▸ DOCUMENT PASSAGE

On-policy Control with Approximation

On-policy control with approximation learns action values or policies when tabular storage is no longer practical. The agent improves the same policy it uses to collect data, often through semi-gradient SARSA. This is the natural approximate counterpart of tabular SARSA: it learns from trajectories generated by the current exploratory policy and updates a parameterized $\hat q(s,a,\mathbf{w})$ .

Sutton and Barto use examples such as mountain car to show why approximation is not optional. Continuous states require generalization across nearby situations. The chapter also introduces average reward as a continuing-task objective, which becomes important when discounting is an awkward way to express long-run performance.

Definitions

An approximate action-value function is

\hat q(s,a,\mathbf{w}) \approx Q_\pi(s,a).

The one-step semi-gradient SARSA update is

\mathbf{w}_{t+1} = \mathbf{w}_t + \alpha \left[ R_{t+1}+\gamma \hat q(S_{t+1},A_{t+1},\mathbf{w}_t) -\hat q(S_t,A_t,\mathbf{w}_t) \right] \nabla \hat q(S_t,A_t,\mathbf{w}_t).

The n-step version replaces the one-step target with an n-step action-value return:

G_{t:t+n} = R_{t+1}+\cdots+\gamma^{n-1}R_{t+n} +\gamma^n\hat q(S_{t+n},A_{t+n},\mathbf{w}_{t+n-1}).

For continuing problems, the average reward objective uses the long-run average reward rate

r(\pi) = \lim_{h\to\infty}\frac{1}{h}\sum_{t=1}^{h}\mathbb{E}[R_t \mid \pi].

Differential returns compare rewards to the average reward:

G_t = R_{t+1}-r(\pi)+R_{t+2}-r(\pi)+\cdots.

Differential semi-gradient SARSA learns action values relative to an estimated average reward $\bar R$ .

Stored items
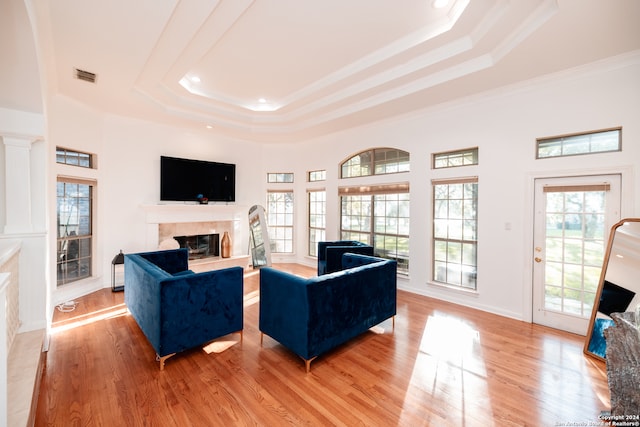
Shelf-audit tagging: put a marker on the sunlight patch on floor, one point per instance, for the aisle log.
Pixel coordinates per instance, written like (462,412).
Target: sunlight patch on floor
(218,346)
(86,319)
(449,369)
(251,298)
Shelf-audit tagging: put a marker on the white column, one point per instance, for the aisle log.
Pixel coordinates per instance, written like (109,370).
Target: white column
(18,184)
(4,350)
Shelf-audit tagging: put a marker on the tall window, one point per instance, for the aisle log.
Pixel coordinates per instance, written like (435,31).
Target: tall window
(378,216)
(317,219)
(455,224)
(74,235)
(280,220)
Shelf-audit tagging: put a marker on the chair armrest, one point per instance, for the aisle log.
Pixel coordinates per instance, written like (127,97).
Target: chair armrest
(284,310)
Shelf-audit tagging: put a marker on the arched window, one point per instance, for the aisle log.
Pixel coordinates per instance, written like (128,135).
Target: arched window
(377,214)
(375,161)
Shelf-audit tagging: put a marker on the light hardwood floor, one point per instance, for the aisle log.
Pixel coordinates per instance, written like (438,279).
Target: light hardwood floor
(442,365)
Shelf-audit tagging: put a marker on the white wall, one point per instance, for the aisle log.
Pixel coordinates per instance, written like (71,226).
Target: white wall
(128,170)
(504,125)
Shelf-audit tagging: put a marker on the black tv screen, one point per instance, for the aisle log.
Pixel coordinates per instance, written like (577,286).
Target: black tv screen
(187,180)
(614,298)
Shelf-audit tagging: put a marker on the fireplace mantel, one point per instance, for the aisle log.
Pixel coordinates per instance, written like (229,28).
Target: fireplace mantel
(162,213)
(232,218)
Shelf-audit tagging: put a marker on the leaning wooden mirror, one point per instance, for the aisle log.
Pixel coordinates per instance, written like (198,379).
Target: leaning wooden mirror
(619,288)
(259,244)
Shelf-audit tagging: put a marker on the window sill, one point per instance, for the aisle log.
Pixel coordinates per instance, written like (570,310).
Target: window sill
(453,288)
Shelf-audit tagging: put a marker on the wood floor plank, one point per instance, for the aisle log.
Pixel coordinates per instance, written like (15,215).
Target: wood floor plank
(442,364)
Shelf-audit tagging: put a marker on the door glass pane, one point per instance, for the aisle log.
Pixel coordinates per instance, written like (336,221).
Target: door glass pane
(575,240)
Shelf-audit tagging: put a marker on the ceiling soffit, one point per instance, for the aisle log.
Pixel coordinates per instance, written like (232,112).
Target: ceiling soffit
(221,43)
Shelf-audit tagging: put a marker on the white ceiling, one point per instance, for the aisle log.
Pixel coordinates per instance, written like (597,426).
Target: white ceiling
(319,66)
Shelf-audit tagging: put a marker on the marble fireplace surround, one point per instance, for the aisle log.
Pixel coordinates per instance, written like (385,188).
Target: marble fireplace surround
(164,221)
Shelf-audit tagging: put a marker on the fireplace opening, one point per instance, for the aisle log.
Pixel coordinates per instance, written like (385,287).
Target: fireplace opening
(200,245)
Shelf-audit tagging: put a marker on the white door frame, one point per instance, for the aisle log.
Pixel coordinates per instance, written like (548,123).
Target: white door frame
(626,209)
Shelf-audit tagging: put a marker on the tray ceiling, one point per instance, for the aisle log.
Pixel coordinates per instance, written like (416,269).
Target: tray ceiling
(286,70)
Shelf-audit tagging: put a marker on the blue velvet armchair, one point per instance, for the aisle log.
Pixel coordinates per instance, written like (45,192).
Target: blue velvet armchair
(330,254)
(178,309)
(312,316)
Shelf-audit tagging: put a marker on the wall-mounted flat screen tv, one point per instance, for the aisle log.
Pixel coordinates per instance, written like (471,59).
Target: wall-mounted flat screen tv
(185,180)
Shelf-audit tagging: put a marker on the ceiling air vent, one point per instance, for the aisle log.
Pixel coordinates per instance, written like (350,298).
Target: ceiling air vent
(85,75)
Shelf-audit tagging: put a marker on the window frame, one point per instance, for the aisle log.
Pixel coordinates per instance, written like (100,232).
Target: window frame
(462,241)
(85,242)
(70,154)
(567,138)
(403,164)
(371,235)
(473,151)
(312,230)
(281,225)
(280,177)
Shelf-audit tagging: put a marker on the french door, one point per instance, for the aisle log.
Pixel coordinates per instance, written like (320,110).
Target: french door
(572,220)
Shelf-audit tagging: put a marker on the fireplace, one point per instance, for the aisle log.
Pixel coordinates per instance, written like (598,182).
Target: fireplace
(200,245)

* * *

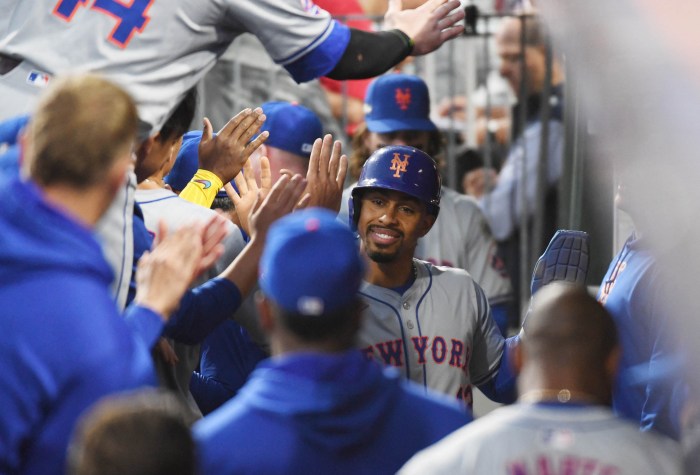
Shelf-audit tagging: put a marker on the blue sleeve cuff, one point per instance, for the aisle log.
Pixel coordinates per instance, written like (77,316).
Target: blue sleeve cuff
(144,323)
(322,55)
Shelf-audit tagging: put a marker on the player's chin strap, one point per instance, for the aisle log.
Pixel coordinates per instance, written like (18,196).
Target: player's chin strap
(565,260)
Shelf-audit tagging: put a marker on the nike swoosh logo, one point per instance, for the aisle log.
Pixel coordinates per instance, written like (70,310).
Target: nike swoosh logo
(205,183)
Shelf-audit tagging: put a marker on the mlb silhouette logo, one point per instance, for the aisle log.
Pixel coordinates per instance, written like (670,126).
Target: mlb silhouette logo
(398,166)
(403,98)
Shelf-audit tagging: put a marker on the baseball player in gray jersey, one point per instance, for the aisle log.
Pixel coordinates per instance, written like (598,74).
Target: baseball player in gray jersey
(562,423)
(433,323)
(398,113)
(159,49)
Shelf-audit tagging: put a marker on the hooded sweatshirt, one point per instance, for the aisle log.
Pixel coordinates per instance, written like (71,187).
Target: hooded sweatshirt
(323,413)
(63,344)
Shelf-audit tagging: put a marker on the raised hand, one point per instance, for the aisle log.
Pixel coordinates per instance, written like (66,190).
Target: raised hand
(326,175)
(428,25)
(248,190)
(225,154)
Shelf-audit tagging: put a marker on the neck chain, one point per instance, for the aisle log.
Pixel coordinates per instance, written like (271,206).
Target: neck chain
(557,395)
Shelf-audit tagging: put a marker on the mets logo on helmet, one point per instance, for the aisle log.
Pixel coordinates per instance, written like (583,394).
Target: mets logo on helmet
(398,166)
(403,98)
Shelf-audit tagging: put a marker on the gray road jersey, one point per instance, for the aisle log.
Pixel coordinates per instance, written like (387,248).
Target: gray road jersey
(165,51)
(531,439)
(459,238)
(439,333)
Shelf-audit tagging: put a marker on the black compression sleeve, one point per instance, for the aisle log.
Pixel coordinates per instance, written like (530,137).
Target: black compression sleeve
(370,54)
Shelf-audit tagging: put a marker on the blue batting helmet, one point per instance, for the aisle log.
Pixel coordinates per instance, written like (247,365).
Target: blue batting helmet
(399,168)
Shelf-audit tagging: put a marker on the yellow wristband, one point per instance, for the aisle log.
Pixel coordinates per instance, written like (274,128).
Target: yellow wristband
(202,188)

▸ EXERCISE INSTRUCTIONS
Pick up the passage on on-policy control with approximation after its last sentence and keep writing it.

▸ SOLVED EXERCISE
Key results

Semi-gradient SARSA is on-policy, so the target action $A_{t+1}$ is selected by the same behavior policy that is being improved. When the policy is $\epsilon$ -greedy with respect to $\hat q$ , the learned values reflect the consequences of exploration. This can be desirable in domains where exploratory moves have real costs.

Linear action-value approximation often uses features of both state and action:

\hat q(s,a,\mathbf{w})=\mathbf{w}^\top\mathbf{x}(s,a).

For discrete actions and continuous states, a common construction gives each action its own block of features. Updating one action then changes only that action's weights, while features still generalize across nearby states for the same action.

n-step semi-gradient SARSA can learn faster than one-step SARSA because it propagates reward information over multiple steps. In mountain car, for example, rewards are delayed until the car reaches the goal. Multi-step returns can move useful information farther back along trajectories.

Average-reward control avoids discounting in continuing tasks where there is no natural episode and no reason to prefer earlier reward except through the long-run rate. The differential TD error for action values has the form

\delta_t = R_{t+1}-\bar R_t+\max_a \hat q(S_{t+1},a,\mathbf{w}_t) -\hat q(S_t,A_t,\mathbf{w}_t)

for a control variant, with a separate update for $\bar R_t$ . In the on-policy SARSA form, the next action value is $\hat q(S_{t+1},A_{t+1},\mathbf{w}_t)$ .

Mountain car illustrates why local generalization and multi-step credit assignment matter together. The agent often must move away from the goal to build momentum, so immediate reward and greedy one-step intuition are misleading. A representation such as tile coding lets successful experience near one position-velocity pair influence nearby pairs, while n-step SARSA can propagate the eventual success signal back through the momentum-building sequence.

Control also amplifies approximation errors because the policy depends on the estimates being learned. A small value error can change which action is greedy, which changes the future data distribution, which changes later updates. On-policy methods keep this feedback loop somewhat aligned by learning about the same exploratory policy that generates the data. This does not remove all instability, but it avoids the extra mismatch introduced by off-policy learning.

In average-reward problems, adding a constant to all rewards changes differential values less directly than it changes discounted returns. What matters is reward relative to the long-run rate. This is often a better conceptual fit for continuing control tasks such as queueing, routing, or ongoing resource management.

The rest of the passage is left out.